Bright Caverns

In Book 3 of The Prelude, Wordsworth describes a private, portable space located ‘within my mind’. He describes this interior space like a cave that he might ‘enter in at will’, finding there a bright store of thought. In the 2015 Jonathan Wordsworth Memorial Lecture given by Professor Frederick Burwick, this ‘dazzling cavern’ is identified as the site of Wordsworth’s imagination. You can watch the whole lecture online or read a shortened version over on the Wordsworth Trust’s blog.

Years 1 and 2 at St. Catherine’s School in Penrith explored their own ‘bright caverns’ of imagination today, learning to carefully confuse and compound their senses in order to ‘draw’ sound. Students listened to field recordings made in the local landscape at the same time as drawing and they produced some dazzling examples of how we might imagine sound of using colour and pattern as well as language.

Here, a student from Year 2 represents the cave’s echo:

v v v
Helo Helo Helo

And here the wind is a string tangling around a mountain that is full of words that — to me, at least — sound like foot steps. Every splashy and echoing sound is followed by a question mark which, having explored Cathedral Caverns yesterday, seems exactly right.

Holly in Cathedral Cavern above Little Langdale

Helo? Helo? Helo? I shouted into the cave.
—-?—- said the cave in reply.

Claude glass

In my first week in residence, I’ve been making these Claude glasses, small curved black mirrors which 18th-century poets would have bound like a pocket-book and take up into the fells.

In a sonnet written in response to William Westall’s book of engavings, Views of the Caves near Ingleton, Gordale Scar, and Malham Cove, in Yorkshire, Wordsworth describes the view into a cave as being just like a Claude glass, or ‘Truth’s mystic glass’. In later editions he changes this to ‘thought’s optic glass’.

Night Pieces

Night is a continuous shadow or a moon-lit cloud in these erasure poems drawn from Wordsworth’s ‘A Night-Study’ by students at Energy Coast University Technical College in Workington. Sixty students wrote sixty variations and these are only a couple of the many bright nights imagined today. Other students had Wordsworth’s traveller ‘tread / o / n / the moon’ and one opened with what sounds like a warning: ‘piece / is / over’.


As part of the CAVES workshop, the students also wore ear defenders to write in response to sound (and soundlessness), exploring how to manage both the flow and fidget, the start and the stop of new ideas.

#####

**Assignment:** List every title of a book or poem that the Bright Caverns text names.

#####

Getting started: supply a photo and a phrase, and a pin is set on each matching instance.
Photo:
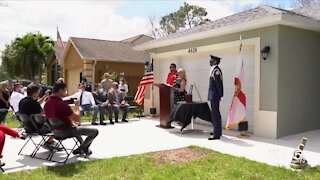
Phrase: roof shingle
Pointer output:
(245, 16)
(104, 50)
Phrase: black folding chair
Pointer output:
(32, 131)
(61, 135)
(43, 129)
(133, 106)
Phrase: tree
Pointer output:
(26, 56)
(188, 16)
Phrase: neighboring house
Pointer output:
(282, 91)
(91, 58)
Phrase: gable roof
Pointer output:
(261, 16)
(104, 50)
(312, 10)
(59, 52)
(138, 39)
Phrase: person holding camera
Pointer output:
(116, 100)
(123, 86)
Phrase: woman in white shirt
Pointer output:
(123, 87)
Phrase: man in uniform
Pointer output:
(215, 94)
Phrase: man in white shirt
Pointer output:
(16, 96)
(87, 103)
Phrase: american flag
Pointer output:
(146, 80)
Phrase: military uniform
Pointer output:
(215, 93)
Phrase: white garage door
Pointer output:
(197, 69)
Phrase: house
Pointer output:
(53, 65)
(91, 58)
(282, 91)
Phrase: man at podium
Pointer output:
(172, 75)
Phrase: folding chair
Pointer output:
(31, 130)
(60, 135)
(133, 106)
(3, 113)
(41, 131)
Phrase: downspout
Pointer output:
(94, 75)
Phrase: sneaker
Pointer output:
(77, 152)
(87, 152)
(2, 164)
(22, 135)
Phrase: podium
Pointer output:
(165, 95)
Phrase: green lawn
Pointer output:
(213, 165)
(13, 123)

#####

**Finished task:**
- The Prelude
- Views of the Caves near Ingleton, Gordale Scar, and Malham Cove, in Yorkshire
- 'A Night-Study'